Source extract:

%%

All sources implement the same Source base class and fetch() async method. Custom sources can be registered with the @register_source decorator.

See Source Types for details on each built-in source and how to write your own.

Caching¶

The engine includes an optional disk-based cache with TTL. When enabled, source fetch results are cached to avoid redundant I/O.

cache:
  enabled: true
  directory: ".context-router-cache"
  ttl: 300          # seconds
  max_entries: 1000

Cache keys are generated from the source name and query text (SHA-256 hash). Entries are stored as JSON files. Expired entries are evicted on read. When max_entries is reached, the oldest entries are evicted on write.

The cache operates at the source level -- if a query matches routes that hit sources A, B, and C, each source's results are cached independently. A cache hit for source A does not affect fetching from B and C.

Cache management commands:

context-router cache stats --config context-router.yaml
context-router cache clear --config context-router.yaml
context-router cache clear --config context-router.yaml --source docs

Environment Variable Interpolation¶

String values in the YAML config can reference environment variables using ${VAR_NAME} syntax:

sources:
  api:
    type: http_api
    url: "https://api.example.com/search"
    headers:
      Authorization: "Bearer ${API_TOKEN}"

If the environment variable is not set, the placeholder is left as-is (not expanded). Interpolation is applied recursively to all string values in the config before parsing.

Performance¶

The engine is designed for inline use -- it sits in the path between your agent and its LLM call.

Metric	Value
Route evaluation	<0.1ms for 10 routes
Parallel fetch overhead	Bounded by slowest source
Relevance scoring	~0.01ms per chunk
Budget trimming	~0.01ms for 100 chunks
Memory (loaded config)	~50KB for typical configs
Dependencies	5 (pyyaml, click, rich, httpx, aiofiles)

This is fast because:

All route expressions are pre-compiled into ASTs when the Router is created
Source fetching is async and parallel -- all sources are fetched concurrently
Relevance scoring uses keyword overlap -- no embeddings, no model calls
Budget trimming is a single pass through the ranked list
The disk cache avoids redundant I/O for repeated queries

For comparison, RAG pipelines that call an embedding model add 50-200ms per query for vectorization. This engine adds <1ms for routing + scoring, with fetch time bounded by your data sources.

%%

Recorded information:
%%

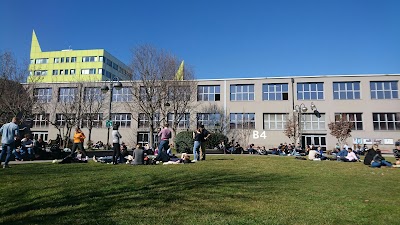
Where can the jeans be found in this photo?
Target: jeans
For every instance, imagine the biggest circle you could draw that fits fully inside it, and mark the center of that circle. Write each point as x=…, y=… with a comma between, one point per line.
x=116, y=152
x=196, y=152
x=80, y=147
x=203, y=150
x=19, y=154
x=382, y=163
x=163, y=146
x=9, y=148
x=31, y=153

%%

Work task A:
Do these statements agree with the context-router documentation? Answer yes or no for each, and quote the words from the documentation that decide it.
(i) Expired cache entries are removed when new entries are written.
(ii) If an environment variable is not set, its placeholder stays unchanged.
(iii) Relevance scoring relies on embeddings.
Work task B: Copy the part of the context-router documentation that opens with the words containing "The engine includes" and closes with "evicted on write.".
The records come from a different source than the context-router documentation.

Final answer A:
(i) No: "Expired entries are evicted on read."
(ii) Yes: "If the environment variable is not set, the placeholder is left as-is (not expanded)."
(iii) No: "Relevance scoring uses keyword overlap -- no embeddings, no model calls"

Final answer B:
The engine includes an optional disk-based cache with TTL. When enabled, source fetch results are cached to avoid redundant I/O.

cache:
  enabled: true
  directory: ".context-router-cache"
  ttl: 300          # seconds
  max_entries: 1000

Cache keys are generated from the source name and query text (SHA-256 hash). Entries are stored as JSON files. Expired entries are evicted on read. When max_entries is reached, the oldest entries are evicted on write.